Work instructions: Copy out the records below word for word, from the line with "Where can the forehead be seen here?" to the line with "x=247, y=148", both lines included.

Excerpted records:
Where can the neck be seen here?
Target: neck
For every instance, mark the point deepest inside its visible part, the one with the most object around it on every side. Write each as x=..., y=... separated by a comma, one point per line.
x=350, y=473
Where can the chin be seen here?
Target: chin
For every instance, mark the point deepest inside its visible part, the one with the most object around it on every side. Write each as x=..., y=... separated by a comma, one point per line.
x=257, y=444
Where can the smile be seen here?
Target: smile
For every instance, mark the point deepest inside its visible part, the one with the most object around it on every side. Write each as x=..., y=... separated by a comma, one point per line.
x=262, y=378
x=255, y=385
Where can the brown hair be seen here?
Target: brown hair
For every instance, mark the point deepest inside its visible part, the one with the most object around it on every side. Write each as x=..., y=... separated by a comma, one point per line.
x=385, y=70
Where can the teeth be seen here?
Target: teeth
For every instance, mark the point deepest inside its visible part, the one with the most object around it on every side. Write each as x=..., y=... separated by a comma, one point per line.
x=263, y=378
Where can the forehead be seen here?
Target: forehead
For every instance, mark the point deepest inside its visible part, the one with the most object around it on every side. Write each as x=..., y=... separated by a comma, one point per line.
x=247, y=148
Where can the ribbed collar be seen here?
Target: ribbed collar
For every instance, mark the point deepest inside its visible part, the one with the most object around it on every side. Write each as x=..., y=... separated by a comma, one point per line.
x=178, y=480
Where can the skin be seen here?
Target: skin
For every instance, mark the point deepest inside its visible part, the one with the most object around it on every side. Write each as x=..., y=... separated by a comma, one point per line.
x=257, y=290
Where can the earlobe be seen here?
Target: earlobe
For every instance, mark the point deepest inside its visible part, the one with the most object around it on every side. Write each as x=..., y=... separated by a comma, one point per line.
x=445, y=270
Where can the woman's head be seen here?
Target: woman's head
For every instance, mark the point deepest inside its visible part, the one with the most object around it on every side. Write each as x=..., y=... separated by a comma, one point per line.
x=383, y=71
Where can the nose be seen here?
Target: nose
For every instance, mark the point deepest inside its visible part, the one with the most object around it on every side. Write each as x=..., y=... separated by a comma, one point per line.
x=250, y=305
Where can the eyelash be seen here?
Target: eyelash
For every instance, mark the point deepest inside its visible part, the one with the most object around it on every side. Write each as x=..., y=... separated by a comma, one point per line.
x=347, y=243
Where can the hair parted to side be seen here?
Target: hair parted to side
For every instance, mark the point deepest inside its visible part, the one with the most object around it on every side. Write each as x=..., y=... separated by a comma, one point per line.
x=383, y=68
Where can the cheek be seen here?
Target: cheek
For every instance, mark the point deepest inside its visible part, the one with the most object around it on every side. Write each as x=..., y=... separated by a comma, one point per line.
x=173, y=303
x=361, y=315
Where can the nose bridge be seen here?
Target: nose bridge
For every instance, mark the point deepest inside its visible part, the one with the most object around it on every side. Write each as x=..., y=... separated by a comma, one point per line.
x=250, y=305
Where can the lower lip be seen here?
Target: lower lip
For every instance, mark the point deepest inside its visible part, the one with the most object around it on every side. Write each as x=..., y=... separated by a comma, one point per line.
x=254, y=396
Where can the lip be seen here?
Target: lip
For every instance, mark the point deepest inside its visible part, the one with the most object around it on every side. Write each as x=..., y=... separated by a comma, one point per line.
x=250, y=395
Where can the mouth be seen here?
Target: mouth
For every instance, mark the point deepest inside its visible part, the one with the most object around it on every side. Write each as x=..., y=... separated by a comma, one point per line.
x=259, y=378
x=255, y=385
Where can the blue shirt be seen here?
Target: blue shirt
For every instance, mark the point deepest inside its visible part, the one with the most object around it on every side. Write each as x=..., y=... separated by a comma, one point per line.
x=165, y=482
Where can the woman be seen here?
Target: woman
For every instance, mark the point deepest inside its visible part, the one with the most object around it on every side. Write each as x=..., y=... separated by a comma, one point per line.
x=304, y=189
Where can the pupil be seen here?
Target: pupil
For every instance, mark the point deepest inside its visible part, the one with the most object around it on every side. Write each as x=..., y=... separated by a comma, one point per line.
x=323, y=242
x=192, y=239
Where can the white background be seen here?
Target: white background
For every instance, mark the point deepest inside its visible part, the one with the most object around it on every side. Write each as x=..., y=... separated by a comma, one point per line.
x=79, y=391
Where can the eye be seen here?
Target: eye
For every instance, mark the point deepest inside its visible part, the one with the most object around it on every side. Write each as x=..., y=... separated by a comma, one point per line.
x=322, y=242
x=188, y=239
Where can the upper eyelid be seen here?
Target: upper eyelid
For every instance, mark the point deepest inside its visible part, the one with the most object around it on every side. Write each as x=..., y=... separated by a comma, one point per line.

Exercise answer:
Where can the forehead be seen here?
Target: forehead
For every instance, mark the point deepest inside its visible part, the one with the most object around it on every side. Write each as x=..., y=... separated by a comma, one point per line.
x=247, y=148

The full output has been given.